INSTRUCTIONS TO FOLLOW:
Can you copy the listing word for word, from the line containing "Question. Identify every instance of the palm-like" down through the line containing "(1188, 796)", with both of those lines included?

LISTING:
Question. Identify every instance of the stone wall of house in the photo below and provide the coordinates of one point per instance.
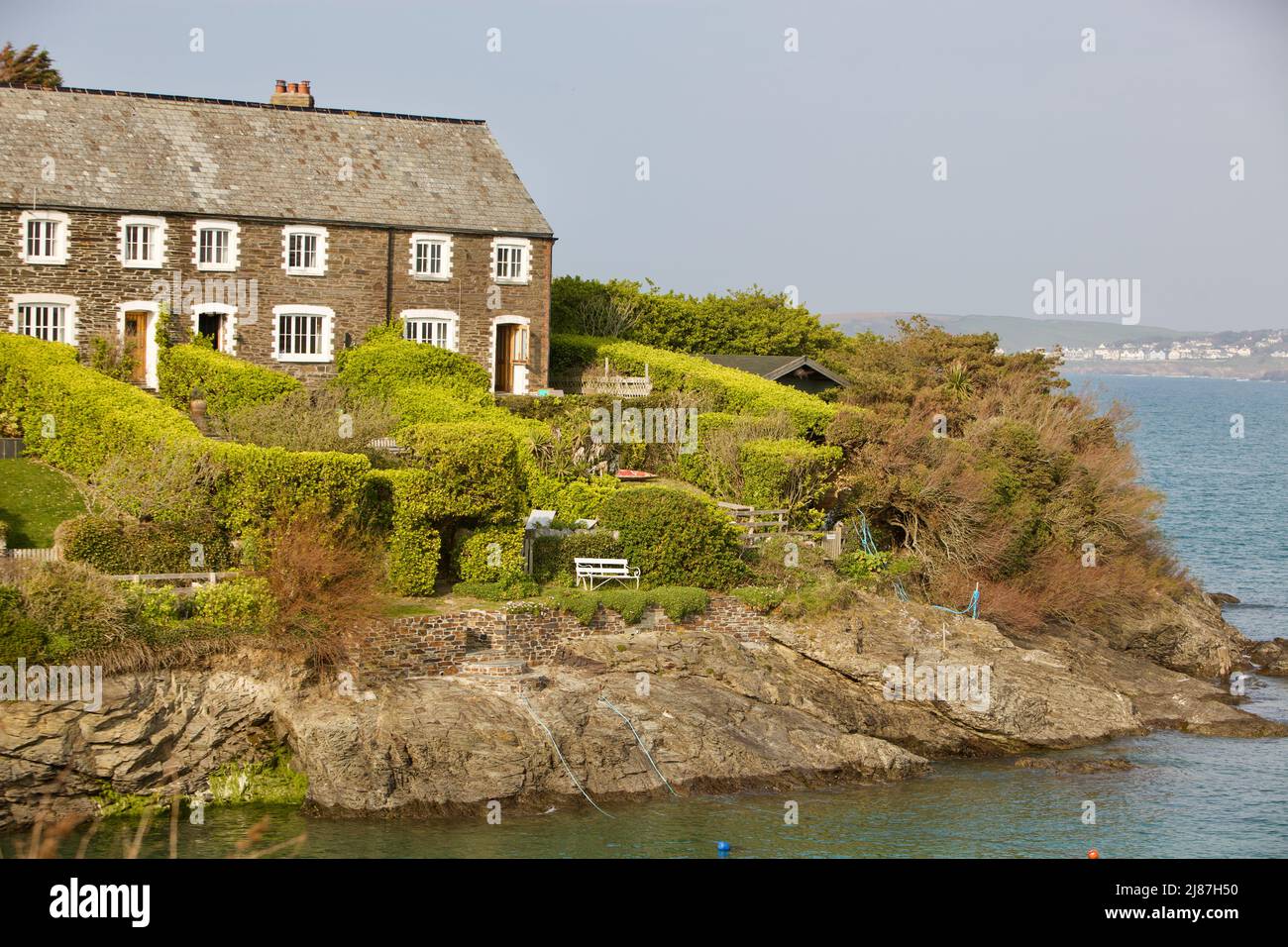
(437, 644)
(355, 285)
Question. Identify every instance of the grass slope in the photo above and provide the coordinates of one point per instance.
(34, 501)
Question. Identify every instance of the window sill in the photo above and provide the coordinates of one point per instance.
(304, 360)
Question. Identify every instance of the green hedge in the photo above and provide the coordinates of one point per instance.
(407, 506)
(786, 474)
(571, 500)
(492, 554)
(675, 538)
(124, 547)
(227, 382)
(475, 470)
(72, 416)
(729, 389)
(553, 556)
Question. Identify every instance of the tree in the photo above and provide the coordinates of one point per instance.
(31, 65)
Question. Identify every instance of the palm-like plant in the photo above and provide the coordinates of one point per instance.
(30, 65)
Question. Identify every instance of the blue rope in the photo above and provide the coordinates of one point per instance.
(870, 547)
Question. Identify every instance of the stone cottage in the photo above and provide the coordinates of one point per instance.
(278, 230)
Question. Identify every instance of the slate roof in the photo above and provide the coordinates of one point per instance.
(774, 368)
(167, 154)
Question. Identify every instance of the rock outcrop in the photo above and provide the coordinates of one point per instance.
(835, 701)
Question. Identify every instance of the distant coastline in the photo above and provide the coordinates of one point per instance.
(1249, 368)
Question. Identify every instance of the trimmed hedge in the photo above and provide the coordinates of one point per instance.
(226, 381)
(675, 538)
(475, 471)
(123, 547)
(493, 554)
(553, 556)
(786, 474)
(75, 418)
(571, 500)
(732, 390)
(408, 508)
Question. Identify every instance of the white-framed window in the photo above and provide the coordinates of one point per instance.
(51, 317)
(304, 250)
(430, 257)
(215, 245)
(142, 243)
(511, 260)
(430, 328)
(44, 236)
(301, 333)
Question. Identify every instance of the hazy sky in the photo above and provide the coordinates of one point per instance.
(810, 167)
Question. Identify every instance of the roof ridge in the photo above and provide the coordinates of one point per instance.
(200, 101)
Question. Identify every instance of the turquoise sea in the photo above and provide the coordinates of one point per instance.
(1188, 796)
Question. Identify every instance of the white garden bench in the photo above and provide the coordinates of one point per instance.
(605, 570)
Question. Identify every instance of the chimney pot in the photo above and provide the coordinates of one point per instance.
(294, 94)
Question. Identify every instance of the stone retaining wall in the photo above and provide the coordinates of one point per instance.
(429, 646)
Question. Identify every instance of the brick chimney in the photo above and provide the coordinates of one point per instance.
(292, 94)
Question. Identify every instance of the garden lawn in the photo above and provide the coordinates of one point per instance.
(34, 500)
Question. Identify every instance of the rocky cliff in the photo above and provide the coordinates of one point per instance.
(811, 703)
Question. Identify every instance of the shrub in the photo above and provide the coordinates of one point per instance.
(155, 612)
(322, 420)
(863, 567)
(786, 474)
(121, 547)
(20, 635)
(475, 471)
(675, 536)
(265, 483)
(244, 605)
(73, 416)
(227, 382)
(325, 582)
(553, 556)
(629, 603)
(493, 554)
(729, 389)
(506, 590)
(407, 509)
(679, 600)
(571, 500)
(168, 482)
(761, 598)
(77, 607)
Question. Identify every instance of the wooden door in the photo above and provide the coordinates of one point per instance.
(505, 359)
(137, 344)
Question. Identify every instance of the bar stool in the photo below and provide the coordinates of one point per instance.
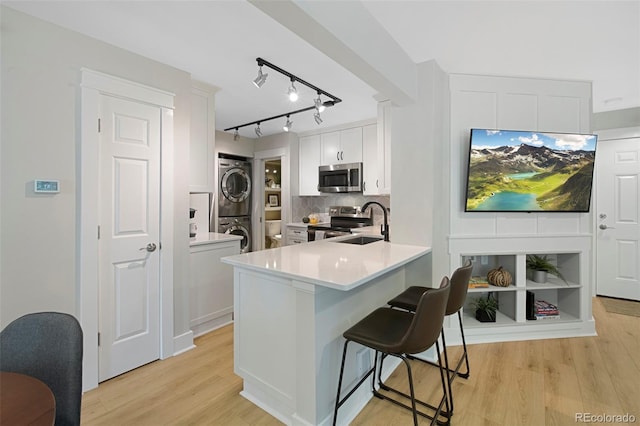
(400, 333)
(408, 300)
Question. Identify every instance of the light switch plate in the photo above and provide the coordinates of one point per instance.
(46, 186)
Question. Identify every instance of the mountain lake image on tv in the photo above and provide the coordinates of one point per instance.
(525, 171)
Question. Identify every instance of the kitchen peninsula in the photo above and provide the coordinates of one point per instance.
(292, 305)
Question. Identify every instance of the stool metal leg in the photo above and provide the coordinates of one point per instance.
(340, 402)
(464, 354)
(444, 401)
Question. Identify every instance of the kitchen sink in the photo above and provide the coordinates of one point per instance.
(360, 240)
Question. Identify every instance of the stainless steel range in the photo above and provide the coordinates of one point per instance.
(343, 220)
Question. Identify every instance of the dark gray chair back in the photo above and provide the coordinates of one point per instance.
(48, 346)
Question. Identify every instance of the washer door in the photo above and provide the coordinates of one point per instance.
(241, 230)
(236, 185)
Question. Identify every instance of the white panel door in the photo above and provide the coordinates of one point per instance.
(129, 235)
(618, 210)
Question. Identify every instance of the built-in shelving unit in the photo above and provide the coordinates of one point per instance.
(572, 297)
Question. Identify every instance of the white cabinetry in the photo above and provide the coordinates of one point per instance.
(211, 286)
(384, 147)
(344, 146)
(202, 143)
(372, 182)
(572, 298)
(296, 234)
(309, 161)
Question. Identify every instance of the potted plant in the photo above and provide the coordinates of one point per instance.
(540, 266)
(485, 308)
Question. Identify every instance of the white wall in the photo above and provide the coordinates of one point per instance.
(40, 138)
(514, 104)
(244, 147)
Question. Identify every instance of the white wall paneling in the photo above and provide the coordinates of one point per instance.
(518, 104)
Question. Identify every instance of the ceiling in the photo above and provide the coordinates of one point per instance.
(218, 42)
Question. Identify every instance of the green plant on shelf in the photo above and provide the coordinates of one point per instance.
(486, 306)
(541, 263)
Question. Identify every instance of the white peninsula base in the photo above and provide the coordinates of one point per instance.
(292, 305)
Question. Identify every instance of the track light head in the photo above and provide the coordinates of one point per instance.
(261, 78)
(287, 125)
(318, 103)
(292, 92)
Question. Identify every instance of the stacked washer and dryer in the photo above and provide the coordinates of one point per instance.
(234, 198)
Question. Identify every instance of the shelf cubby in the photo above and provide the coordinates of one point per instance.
(570, 254)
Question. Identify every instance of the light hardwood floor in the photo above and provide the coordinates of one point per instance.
(538, 382)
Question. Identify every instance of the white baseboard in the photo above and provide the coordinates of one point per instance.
(183, 343)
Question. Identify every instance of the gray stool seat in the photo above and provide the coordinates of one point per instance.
(408, 300)
(399, 333)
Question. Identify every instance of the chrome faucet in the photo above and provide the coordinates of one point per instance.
(384, 229)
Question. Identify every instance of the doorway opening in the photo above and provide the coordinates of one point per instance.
(273, 203)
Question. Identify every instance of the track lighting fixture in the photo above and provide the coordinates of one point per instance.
(261, 78)
(287, 125)
(292, 92)
(318, 104)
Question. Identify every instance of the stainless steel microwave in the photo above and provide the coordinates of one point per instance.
(346, 177)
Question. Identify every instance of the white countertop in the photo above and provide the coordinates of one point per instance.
(298, 224)
(330, 263)
(212, 238)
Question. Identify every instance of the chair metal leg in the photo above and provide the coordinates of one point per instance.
(438, 411)
(464, 354)
(340, 402)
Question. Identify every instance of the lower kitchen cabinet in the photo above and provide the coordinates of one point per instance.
(211, 286)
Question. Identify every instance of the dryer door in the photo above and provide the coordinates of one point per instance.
(236, 185)
(241, 230)
(235, 191)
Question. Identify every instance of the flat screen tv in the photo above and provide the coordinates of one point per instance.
(525, 171)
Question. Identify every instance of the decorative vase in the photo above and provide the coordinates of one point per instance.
(539, 276)
(483, 316)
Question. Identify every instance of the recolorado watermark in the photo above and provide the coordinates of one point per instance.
(605, 418)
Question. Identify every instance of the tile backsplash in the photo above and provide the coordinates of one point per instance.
(304, 206)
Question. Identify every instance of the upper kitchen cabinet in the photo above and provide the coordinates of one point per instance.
(344, 146)
(202, 144)
(309, 161)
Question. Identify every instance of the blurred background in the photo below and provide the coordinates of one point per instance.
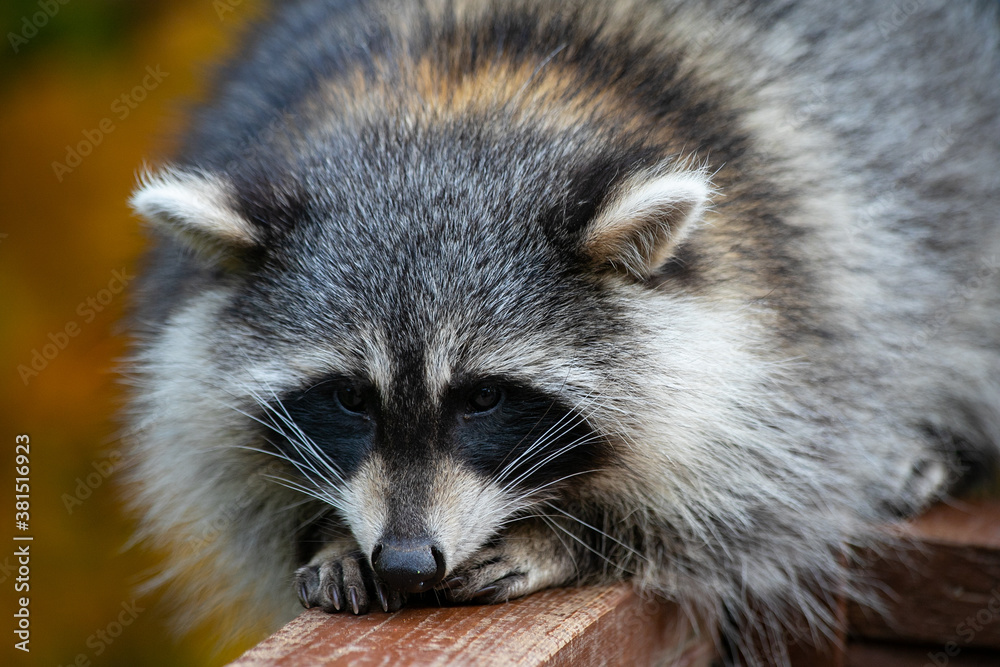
(89, 89)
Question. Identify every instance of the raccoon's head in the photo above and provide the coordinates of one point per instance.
(436, 328)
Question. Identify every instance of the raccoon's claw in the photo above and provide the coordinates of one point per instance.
(488, 580)
(342, 583)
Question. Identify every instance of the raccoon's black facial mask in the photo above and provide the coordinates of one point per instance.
(503, 430)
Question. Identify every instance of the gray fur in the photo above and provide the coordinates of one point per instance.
(759, 382)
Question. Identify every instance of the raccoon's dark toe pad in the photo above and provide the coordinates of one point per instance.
(347, 584)
(489, 582)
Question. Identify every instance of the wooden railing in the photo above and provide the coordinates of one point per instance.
(944, 610)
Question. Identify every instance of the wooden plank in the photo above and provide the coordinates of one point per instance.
(608, 625)
(946, 588)
(950, 577)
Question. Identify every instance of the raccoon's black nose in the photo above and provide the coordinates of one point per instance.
(410, 566)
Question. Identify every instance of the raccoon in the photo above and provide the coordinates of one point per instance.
(463, 299)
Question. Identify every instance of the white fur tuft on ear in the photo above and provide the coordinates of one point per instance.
(640, 227)
(194, 207)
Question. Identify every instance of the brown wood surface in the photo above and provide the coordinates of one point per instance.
(608, 625)
(946, 586)
(949, 575)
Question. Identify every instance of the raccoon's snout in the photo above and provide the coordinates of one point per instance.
(410, 566)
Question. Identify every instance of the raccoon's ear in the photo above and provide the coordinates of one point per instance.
(195, 208)
(637, 230)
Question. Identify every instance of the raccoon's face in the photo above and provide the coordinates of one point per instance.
(433, 342)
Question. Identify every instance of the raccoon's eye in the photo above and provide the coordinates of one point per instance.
(484, 398)
(352, 399)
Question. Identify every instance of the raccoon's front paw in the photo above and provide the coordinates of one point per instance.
(338, 582)
(509, 569)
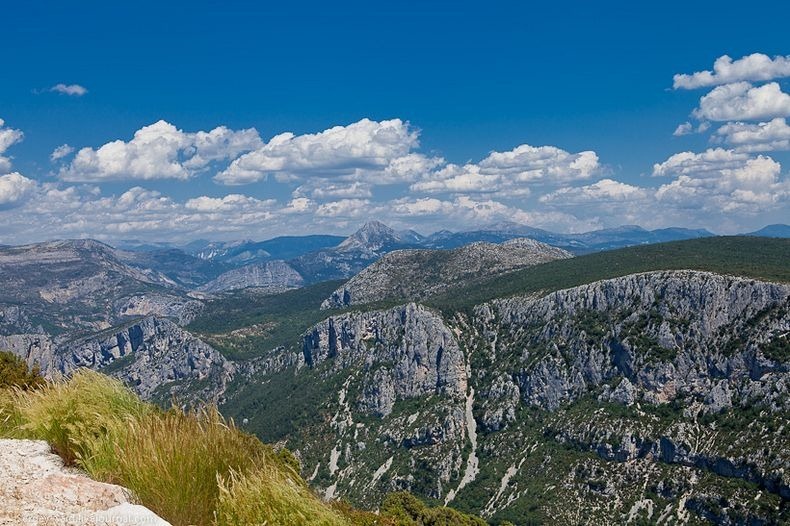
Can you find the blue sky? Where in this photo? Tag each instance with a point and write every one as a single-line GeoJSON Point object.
{"type": "Point", "coordinates": [455, 115]}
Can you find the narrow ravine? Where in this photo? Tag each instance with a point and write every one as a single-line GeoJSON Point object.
{"type": "Point", "coordinates": [472, 462]}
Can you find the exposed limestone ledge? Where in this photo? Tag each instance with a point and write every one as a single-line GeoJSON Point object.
{"type": "Point", "coordinates": [36, 489]}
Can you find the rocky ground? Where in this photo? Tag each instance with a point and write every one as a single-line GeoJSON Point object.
{"type": "Point", "coordinates": [37, 490]}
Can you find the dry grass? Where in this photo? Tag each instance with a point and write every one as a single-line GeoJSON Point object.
{"type": "Point", "coordinates": [190, 468]}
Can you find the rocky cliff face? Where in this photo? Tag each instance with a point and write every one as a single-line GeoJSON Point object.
{"type": "Point", "coordinates": [79, 287]}
{"type": "Point", "coordinates": [155, 357]}
{"type": "Point", "coordinates": [271, 276]}
{"type": "Point", "coordinates": [419, 274]}
{"type": "Point", "coordinates": [654, 397]}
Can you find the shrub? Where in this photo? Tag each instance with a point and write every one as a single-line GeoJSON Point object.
{"type": "Point", "coordinates": [268, 496]}
{"type": "Point", "coordinates": [190, 468]}
{"type": "Point", "coordinates": [407, 510]}
{"type": "Point", "coordinates": [14, 372]}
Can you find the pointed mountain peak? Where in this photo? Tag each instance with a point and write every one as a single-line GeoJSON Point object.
{"type": "Point", "coordinates": [373, 236]}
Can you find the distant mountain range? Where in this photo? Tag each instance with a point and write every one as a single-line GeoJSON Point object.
{"type": "Point", "coordinates": [778, 230]}
{"type": "Point", "coordinates": [294, 261]}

EXPECTED ANSWER:
Question. Identify every instance of the palm-like plant in the photo above and provide the coordinates of one point per instance.
(30, 65)
Question. Identify every instance of the blue rope in the photo above and provide the coordinates of one point per instance.
(870, 547)
Question. Identify every instance of the stone cottage in the photo above and provide the coordinates of one point per instance.
(278, 230)
Question. Identify every instance of the slate roof in the photo above and provide the coordinates of one point per instance.
(774, 368)
(167, 154)
Question. Identify every instance of the rock outcrop in the photo above and provide the coordinates of one point per instance.
(835, 701)
Question. Identify every instance of the distant coastline in the photo above and provide the coordinates of one point per instance.
(1249, 368)
Question. Identify every instance of the trimmed hedge in the photo above and provide the coordinates of one point per instance.
(226, 381)
(675, 538)
(475, 471)
(123, 547)
(493, 554)
(553, 556)
(786, 474)
(75, 418)
(571, 500)
(732, 390)
(408, 508)
Question. Identify every instance of the white-framed window in the photo above and provide the coordinates of one point per instance.
(51, 317)
(304, 250)
(430, 257)
(215, 245)
(142, 243)
(511, 260)
(430, 328)
(44, 236)
(301, 333)
Question. Identify every instance of the hazy sky in the photo above and provide the coordinates of one point per instance.
(810, 167)
Question. Identify every instance of the roof ridge in the photo above and provide the coordinates of one point per instance.
(200, 101)
Question. Identify every instance of the turquoise sea in the photo above and provide the coordinates of one point per instance.
(1188, 796)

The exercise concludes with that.